Europe needs its immigrants
Helena Cobban
The race riots that rocked France have been violent and harmful, but also disorganised and harder to end. But it also offers the hope that smart action by the authorities can calm the situation and hasten the launching of a new national dialogue. The scale and duration of these riots show that dialogue is needed now more than ever before. If it fails to occur, attitudes among the mainly immigrant youth might soon harden, and extremist organisations may start to exercise more sway within France’s long-marginalised suburbs.
The vast majority of rioters are young men of North African or West African origin. Many are reportedly not just citizens of France but also members of the second or third generation of their families to live in Europe. But despite having grown up immersed in French culture, many continue to experience discrimination. Though they receive relatively generous welfare benefits, unemployment amo-ng members of long-established immigrant communities is often three or four times the already high national average. The French government has upheld legislation that forbids schoolgirls from wearing Muslim head coverings on the gro-unds of its strong commitment to “secularism.” It is not a position that encourages diversity or dialogue.

Required work
(1) In the piece on Europe's immigrants, how does unemployment among long-established immigrant communities compare with the national average?
(2) Write the next part of the piece on the French riots and Europe's immigrants, starting after its last sentence.

Supplied entries
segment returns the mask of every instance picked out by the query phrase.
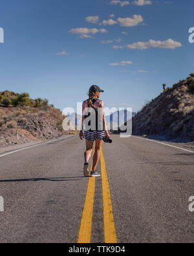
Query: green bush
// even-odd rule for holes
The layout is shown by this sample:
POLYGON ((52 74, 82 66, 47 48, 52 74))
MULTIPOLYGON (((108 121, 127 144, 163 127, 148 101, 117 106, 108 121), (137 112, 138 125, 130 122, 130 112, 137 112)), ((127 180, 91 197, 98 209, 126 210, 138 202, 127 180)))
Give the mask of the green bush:
POLYGON ((16 98, 12 99, 12 104, 15 106, 29 106, 31 104, 31 100, 29 99, 30 95, 28 93, 23 93, 16 98))
POLYGON ((63 126, 62 126, 63 122, 63 120, 60 120, 60 121, 58 121, 58 122, 57 122, 58 128, 61 132, 63 130, 63 126))
POLYGON ((192 82, 190 84, 188 84, 188 88, 189 91, 194 95, 194 82, 192 82))
POLYGON ((3 105, 8 106, 11 105, 12 102, 11 100, 8 98, 4 98, 2 102, 3 105))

Per-task answers
(1) It is often three or four times the already high national average.

(2)
Many other European countries now also face the challenge of redefining their relationships to communities of citizens of non-European origin. Across Europe, sheer demographics have, for the past half-century, driven a large and sustained inflow of immigrants. Birth rates among the continent’s “natives” have been falling for decades. In a number of European countries, the average number of births to each woman has fallen to 1.3. The emergence of large communities of citizens of non-European heritage has posed a challenge to many European countries, and they have responded in very different ways. At some levels, Britain seems to have done a better job than France of managing cultural diversity. But Britain has also seen the emergence of a generation of citizens of South Asian or Caribbean origin who have felt it hard to know where or how to “fit in.” Several British cities have seen race riots over recent years. In addition, some young British citizens, having gravitated to Al Qaeda, committed the deadly London transit bombings of July.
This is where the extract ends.